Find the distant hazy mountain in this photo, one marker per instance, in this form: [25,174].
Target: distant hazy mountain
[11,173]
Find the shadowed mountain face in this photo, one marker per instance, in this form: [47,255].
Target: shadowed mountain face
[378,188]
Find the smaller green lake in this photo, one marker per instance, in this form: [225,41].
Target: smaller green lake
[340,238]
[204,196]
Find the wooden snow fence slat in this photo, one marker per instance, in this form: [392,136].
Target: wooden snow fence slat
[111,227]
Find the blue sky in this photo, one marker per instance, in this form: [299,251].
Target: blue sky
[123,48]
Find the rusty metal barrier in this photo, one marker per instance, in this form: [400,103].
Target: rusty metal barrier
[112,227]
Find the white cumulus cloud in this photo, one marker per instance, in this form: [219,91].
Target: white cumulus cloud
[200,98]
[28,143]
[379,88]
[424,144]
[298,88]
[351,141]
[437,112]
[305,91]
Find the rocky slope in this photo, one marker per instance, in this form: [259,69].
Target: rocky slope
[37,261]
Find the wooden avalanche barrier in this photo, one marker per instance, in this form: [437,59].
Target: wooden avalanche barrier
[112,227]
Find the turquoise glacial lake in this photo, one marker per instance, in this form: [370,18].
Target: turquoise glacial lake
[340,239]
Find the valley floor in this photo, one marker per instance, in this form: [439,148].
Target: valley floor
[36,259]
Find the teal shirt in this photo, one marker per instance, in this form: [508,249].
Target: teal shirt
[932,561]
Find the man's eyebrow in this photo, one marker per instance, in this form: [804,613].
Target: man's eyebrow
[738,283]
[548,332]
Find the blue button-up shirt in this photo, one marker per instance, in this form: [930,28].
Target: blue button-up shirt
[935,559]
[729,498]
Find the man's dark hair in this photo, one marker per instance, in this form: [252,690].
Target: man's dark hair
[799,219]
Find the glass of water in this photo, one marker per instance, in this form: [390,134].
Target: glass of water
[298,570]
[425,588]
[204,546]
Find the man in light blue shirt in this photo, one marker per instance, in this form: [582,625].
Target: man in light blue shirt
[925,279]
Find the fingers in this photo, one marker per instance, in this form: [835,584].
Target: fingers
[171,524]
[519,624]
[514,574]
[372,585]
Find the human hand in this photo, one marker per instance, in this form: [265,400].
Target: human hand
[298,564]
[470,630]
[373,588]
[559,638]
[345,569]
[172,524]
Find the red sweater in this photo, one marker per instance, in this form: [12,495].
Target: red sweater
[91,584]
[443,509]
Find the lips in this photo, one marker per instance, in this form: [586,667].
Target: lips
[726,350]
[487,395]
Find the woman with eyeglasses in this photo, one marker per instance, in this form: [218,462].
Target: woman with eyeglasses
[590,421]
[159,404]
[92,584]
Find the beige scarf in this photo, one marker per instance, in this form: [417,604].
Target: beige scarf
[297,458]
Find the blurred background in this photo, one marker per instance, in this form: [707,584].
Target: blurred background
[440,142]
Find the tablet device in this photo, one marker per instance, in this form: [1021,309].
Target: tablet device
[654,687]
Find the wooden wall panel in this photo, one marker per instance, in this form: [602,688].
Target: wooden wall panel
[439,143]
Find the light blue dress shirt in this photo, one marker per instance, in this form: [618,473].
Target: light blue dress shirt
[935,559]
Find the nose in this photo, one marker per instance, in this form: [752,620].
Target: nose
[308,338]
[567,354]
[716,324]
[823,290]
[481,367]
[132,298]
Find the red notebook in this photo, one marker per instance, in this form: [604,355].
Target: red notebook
------------------------
Give all the rows above as a numbered list, skipping any blank lines.

*SOLUTION FOR THIS EXERCISE*.
1. Find the distant hazy mountain in this photo, one marker per instance, in this form: [25,174].
2. Target: distant hazy mountain
3. [11,173]
4. Find the shadowed mountain face in this photo, one marker per instance, in this form: [47,255].
5. Target: shadowed mountain face
6. [378,188]
7. Find the smaller green lake in this photo, one marker per instance, in this form: [225,41].
8. Target: smaller green lake
9. [340,238]
10. [204,196]
11. Find the wooden snow fence slat in this photo, one marker per instance, in this form: [392,136].
12. Target: wooden snow fence slat
13. [111,227]
14. Find the blue sky in this photo, one marker per instance, in this form: [299,251].
15. Target: blue sky
16. [123,48]
17. Find the rusty metal barrier in this photo, one marker per instance, in this form: [400,103].
18. Target: rusty metal barrier
19. [112,227]
20. Find the white cumulus cloud in this photo, one marker per instance, in this form: [219,91].
21. Target: white cumulus cloud
22. [200,98]
23. [28,143]
24. [379,88]
25. [424,144]
26. [298,88]
27. [351,141]
28. [437,112]
29. [305,91]
30. Find the rocky slope in this photo, one marker per instance, in this form: [259,69].
31. Target: rocky slope
32. [37,261]
33. Find the wooden avalanche barrier in this photo, one marker per instance, in this form: [437,59].
34. Target: wooden avalanche barrier
35. [112,227]
36. Find the turquoise glacial lake in this photo, one marker per instance, in this form: [370,18].
37. Target: turquoise glacial lake
38. [340,239]
39. Find the valley floor in this photo, one marker per instance, in this form: [439,148].
40. Target: valley floor
41. [36,259]
42. Find the teal shirt in this photo, one marker per instance, in this form: [508,249].
43. Target: teal shirt
44. [932,561]
45. Find the man's eyebrow in this photo, one marker per instance, in this form: [804,613].
46. Target: man's eyebrow
47. [738,283]
48. [548,332]
49. Find the blue button-up shirt in this photo, one marker per instance, in this form: [930,28].
50. Target: blue button-up shirt
51. [935,559]
52. [729,498]
53. Find the man's dark hair in this photo, one marker per instance, in this form: [252,690].
54. Target: man's dark hair
55. [799,219]
56. Find the glass of water in this photo, one marker per instance, in this form: [390,134].
57. Target: glass of water
58. [298,570]
59. [425,588]
60. [204,546]
61. Find the man in light blue shirt in this photo, one marker per instance, in this form: [582,625].
62. Target: man in light blue shirt
63. [925,279]
64. Find the fingers in this photo, one marker per instance, in this form: [835,584].
65. Target: fingers
66. [171,524]
67. [519,624]
68. [514,574]
69. [372,585]
70. Find the human hand in this photo, one marker per instance, in this form: [265,400].
71. Target: human hand
72. [298,564]
73. [470,630]
74. [373,588]
75. [559,638]
76. [345,569]
77. [172,524]
78. Find the red sweater in this photo, one marker per instance, in this form: [12,495].
79. Target: red sweater
80. [91,584]
81. [443,509]
82. Find the lips in this photo, one marker per instance, in this form: [586,667].
83. Target: lips
84. [726,350]
85. [487,395]
86. Find the woman with eyeglasses in this photo, one marker per instance, in this form: [218,462].
87. Target: woman with eyeglasses
88. [590,421]
89. [159,404]
90. [92,584]
91. Find the beige scarf in this photo, one marker per instance, in this form: [417,604].
92. Target: beige scarf
93. [297,458]
94. Find the blurred background in this photo, one marker per instance, in this form: [707,584].
95. Target: blurred background
96. [440,142]
97. Find the tablet device in this photo, one marker per instance, in this form: [1021,309].
98. Target: tablet device
99. [654,687]
100. Find the wooden wall panel in this photo, one marker per instance, in this form: [602,688].
101. Target: wooden wall panel
102. [439,143]
103. Find the light blue dress shirt in this photo, one marker per instance, in this form: [618,473].
104. Target: light blue dress shirt
105. [935,559]
106. Find the nose in this photo, one marker per instance, in this form: [752,620].
107. Target: nose
108. [308,338]
109. [567,354]
110. [716,324]
111. [823,290]
112. [481,367]
113. [132,298]
114. Find the red notebook in this photo, one marker per instance, in this form: [604,355].
115. Target: red notebook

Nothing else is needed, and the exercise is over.